I should also mention that my compiler implementation makes use of 
context structures, so every memory block that the compiler will 
allocate is somehow parented to that context structure.  So when the 
compile job is complete, free the context structure and all the memory 
goes away.

-- 
-----BEGIN GEEK CODE BLOCK-----
Version: 3.1
GCS/MU/S d-pu s:+ a-->? C++++$ UL+++ P--- L+++ !E W-- N++ o? K? w--- O 
M--  V? PS PE Y+ PGP- t+ 5 X+ !R tv-->!tv b- DI++(+) D++ G e++>e 
h>--->++ r+++ y+++
------END GEEK CODE BLOCK------

James Dunne

Apr 26 2006

Dave <Dave_member pathlink.com> writes:

James Dunne wrote:
 
 I should also mention that my compiler implementation makes use of 
 context structures, so every memory block that the compiler will 
 allocate is somehow parented to that context structure.  So when the 
 compile job is complete, free the context structure and all the memory 
 goes away.
 

What kinda compiler?

Apr 26 2006

James Dunne <james.jdunne gmail.com> writes:

Dave wrote:
 James Dunne wrote:
 
 I should also mention that my compiler implementation makes use of 
 context structures, so every memory block that the compiler will 
 allocate is somehow parented to that context structure.  So when the 
 compile job is complete, free the context structure and all the memory 
 goes away.

 
 What kinda compiler?

My own research language named Iris.  I'd like to keep it under the 
radar for now.  You can read about it in my monthly rants on 
http://iris-design-log.blogspot.com/.

-- 
Regards,
James Dunne

Apr 26 2006

Walter Bright <newshound digitalmars.com> writes:

James Dunne wrote:

 Your example is having two trees _point_ to data within each other.  The 
 original data is still _owned_ by the original tree which the data 
 resides in.  You wouldn't be swapping ownership of the data like you're 
 talking about.  In this system, when memory is allocated it is assigned 
 an owner and that ownership does not ever change.  So the system 
 resembles a tree (one parent only), not a directed graph.

> _Task 1_: Write out the whole forum thread on compiler memory contexts word for word.
> _Task 2_: Pull out the stretch of rows from the one containing "garden wall visible" through the one containing "[[78, 65, 91, 71], [69, 65, 79, 71]]", reproducing both end rows and everything between them verbatim.

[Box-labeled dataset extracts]
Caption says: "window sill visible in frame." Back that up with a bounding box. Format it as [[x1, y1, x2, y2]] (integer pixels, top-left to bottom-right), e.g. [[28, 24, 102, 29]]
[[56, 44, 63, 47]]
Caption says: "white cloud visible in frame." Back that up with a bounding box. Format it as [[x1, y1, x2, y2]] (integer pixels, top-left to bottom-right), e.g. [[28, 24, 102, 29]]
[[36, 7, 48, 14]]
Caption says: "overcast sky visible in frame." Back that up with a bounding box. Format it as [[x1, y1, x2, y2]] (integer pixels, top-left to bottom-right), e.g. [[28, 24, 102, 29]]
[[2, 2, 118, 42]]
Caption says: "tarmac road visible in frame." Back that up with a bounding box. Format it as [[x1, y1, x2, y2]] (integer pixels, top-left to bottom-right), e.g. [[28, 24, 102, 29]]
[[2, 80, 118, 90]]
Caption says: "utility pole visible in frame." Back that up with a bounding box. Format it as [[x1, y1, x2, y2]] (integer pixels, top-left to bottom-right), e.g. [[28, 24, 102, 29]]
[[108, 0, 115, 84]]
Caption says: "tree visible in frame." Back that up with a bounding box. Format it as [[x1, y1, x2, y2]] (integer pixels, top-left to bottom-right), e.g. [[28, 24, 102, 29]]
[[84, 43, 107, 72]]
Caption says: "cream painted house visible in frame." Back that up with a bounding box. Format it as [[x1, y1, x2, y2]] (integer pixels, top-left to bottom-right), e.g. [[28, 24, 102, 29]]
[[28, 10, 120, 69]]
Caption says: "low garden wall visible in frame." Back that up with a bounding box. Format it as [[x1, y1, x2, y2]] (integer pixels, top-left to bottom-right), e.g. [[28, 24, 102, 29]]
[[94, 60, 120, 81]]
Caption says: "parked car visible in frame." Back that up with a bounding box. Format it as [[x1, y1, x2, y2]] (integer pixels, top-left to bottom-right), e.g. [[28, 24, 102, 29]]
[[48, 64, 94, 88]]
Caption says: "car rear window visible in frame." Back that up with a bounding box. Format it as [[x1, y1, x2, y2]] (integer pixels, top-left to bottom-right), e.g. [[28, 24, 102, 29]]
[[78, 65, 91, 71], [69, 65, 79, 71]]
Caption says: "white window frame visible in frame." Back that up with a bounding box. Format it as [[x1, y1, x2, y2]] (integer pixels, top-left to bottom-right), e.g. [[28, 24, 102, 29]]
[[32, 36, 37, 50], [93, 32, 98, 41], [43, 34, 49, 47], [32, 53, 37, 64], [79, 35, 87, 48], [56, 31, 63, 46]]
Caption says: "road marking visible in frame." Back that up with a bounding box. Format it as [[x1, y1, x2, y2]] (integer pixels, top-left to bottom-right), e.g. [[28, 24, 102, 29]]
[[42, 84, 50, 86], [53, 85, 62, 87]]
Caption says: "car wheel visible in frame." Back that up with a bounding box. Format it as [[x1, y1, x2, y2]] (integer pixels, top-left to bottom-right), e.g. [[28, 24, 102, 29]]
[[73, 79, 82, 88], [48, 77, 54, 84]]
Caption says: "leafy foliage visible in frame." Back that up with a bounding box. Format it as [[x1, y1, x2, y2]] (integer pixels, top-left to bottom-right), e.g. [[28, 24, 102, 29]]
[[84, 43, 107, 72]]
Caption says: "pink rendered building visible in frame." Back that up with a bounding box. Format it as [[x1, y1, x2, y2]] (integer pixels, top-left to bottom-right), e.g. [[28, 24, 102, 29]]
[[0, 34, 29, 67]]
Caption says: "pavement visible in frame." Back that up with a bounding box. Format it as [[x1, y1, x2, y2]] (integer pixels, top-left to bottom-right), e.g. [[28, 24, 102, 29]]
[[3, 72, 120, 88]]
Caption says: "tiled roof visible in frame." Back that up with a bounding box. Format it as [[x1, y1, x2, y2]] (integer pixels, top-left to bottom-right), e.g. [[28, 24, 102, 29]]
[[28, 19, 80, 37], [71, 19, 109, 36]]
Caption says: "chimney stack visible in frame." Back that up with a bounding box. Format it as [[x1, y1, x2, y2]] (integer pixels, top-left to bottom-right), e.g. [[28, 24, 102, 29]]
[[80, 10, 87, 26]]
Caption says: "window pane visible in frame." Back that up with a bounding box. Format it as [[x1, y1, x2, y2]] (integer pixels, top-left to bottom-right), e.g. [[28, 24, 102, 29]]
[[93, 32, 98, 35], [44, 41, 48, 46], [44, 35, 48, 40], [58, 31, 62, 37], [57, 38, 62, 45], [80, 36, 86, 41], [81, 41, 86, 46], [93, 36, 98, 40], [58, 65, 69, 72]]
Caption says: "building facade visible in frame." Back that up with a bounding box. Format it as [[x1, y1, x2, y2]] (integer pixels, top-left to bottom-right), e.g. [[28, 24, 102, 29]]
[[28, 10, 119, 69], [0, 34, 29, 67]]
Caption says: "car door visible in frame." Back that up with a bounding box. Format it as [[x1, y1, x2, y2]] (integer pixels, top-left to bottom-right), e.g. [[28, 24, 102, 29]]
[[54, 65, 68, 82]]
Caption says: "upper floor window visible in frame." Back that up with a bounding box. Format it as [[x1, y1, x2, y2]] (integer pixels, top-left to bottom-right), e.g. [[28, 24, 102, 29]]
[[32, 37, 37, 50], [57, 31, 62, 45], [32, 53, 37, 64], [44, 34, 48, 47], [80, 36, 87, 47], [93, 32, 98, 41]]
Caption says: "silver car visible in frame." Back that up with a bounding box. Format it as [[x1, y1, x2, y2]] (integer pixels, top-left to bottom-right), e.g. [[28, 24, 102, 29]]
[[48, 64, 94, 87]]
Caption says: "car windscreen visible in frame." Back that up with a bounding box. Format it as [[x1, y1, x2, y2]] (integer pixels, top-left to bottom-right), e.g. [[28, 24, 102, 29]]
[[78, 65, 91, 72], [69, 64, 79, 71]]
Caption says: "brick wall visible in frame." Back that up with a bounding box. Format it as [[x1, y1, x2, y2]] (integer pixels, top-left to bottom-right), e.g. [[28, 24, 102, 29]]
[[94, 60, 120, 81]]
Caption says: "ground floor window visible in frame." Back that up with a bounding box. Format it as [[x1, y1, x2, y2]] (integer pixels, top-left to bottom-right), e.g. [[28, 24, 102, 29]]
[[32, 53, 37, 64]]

> _Exercise output 1_:
I should also mention that my compiler implementation makes use of 
context structures, so every memory block that the compiler will 
allocate is somehow parented to that context structure.  So when the 
compile job is complete, free the context structure and all the memory 
goes away.

-- 
-----BEGIN GEEK CODE BLOCK-----
Version: 3.1
GCS/MU/S d-pu s:+ a-->? C++++$ UL+++ P--- L+++ !E W-- N++ o? K? w--- O 
M--  V? PS PE Y+ PGP- t+ 5 X+ !R tv-->!tv b- DI++(+) D++ G e++>e 
h>--->++ r+++ y+++
------END GEEK CODE BLOCK------

James Dunne

Apr 26 2006

Dave <Dave_member pathlink.com> writes:

James Dunne wrote:
 
 I should also mention that my compiler implementation makes use of 
 context structures, so every memory block that the compiler will 
 allocate is somehow parented to that context structure.  So when the 
 compile job is complete, free the context structure and all the memory 
 goes away.
 

What kinda compiler?

Apr 26 2006

James Dunne <james.jdunne gmail.com> writes:

Dave wrote:
 James Dunne wrote:
 
 I should also mention that my compiler implementation makes use of 
 context structures, so every memory block that the compiler will 
 allocate is somehow parented to that context structure.  So when the 
 compile job is complete, free the context structure and all the memory 
 goes away.

 
 What kinda compiler?

My own research language named Iris.  I'd like to keep it under the 
radar for now.  You can read about it in my monthly rants on 
http://iris-design-log.blogspot.com/.

-- 
Regards,
James Dunne

Apr 26 2006

Walter Bright <newshound digitalmars.com> writes:

James Dunne wrote:

 Your example is having two trees _point_ to data within each other.  The 
 original data is still _owned_ by the original tree which the data 
 resides in.  You wouldn't be swapping ownership of the data like you're 
 talking about.  In this system, when memory is allocated it is assigned 
 an owner and that ownership does not ever change.  So the system 
 resembles a tree (one parent only), not a directed graph.

> _Exercise output 2_:
Caption says: "low garden wall visible in frame." Back that up with a bounding box. Format it as [[x1, y1, x2, y2]] (integer pixels, top-left to bottom-right), e.g. [[28, 24, 102, 29]]
[[94, 60, 120, 81]]
Caption says: "parked car visible in frame." Back that up with a bounding box. Format it as [[x1, y1, x2, y2]] (integer pixels, top-left to bottom-right), e.g. [[28, 24, 102, 29]]
[[48, 64, 94, 88]]
Caption says: "car rear window visible in frame." Back that up with a bounding box. Format it as [[x1, y1, x2, y2]] (integer pixels, top-left to bottom-right), e.g. [[28, 24, 102, 29]]
[[78, 65, 91, 71], [69, 65, 79, 71]]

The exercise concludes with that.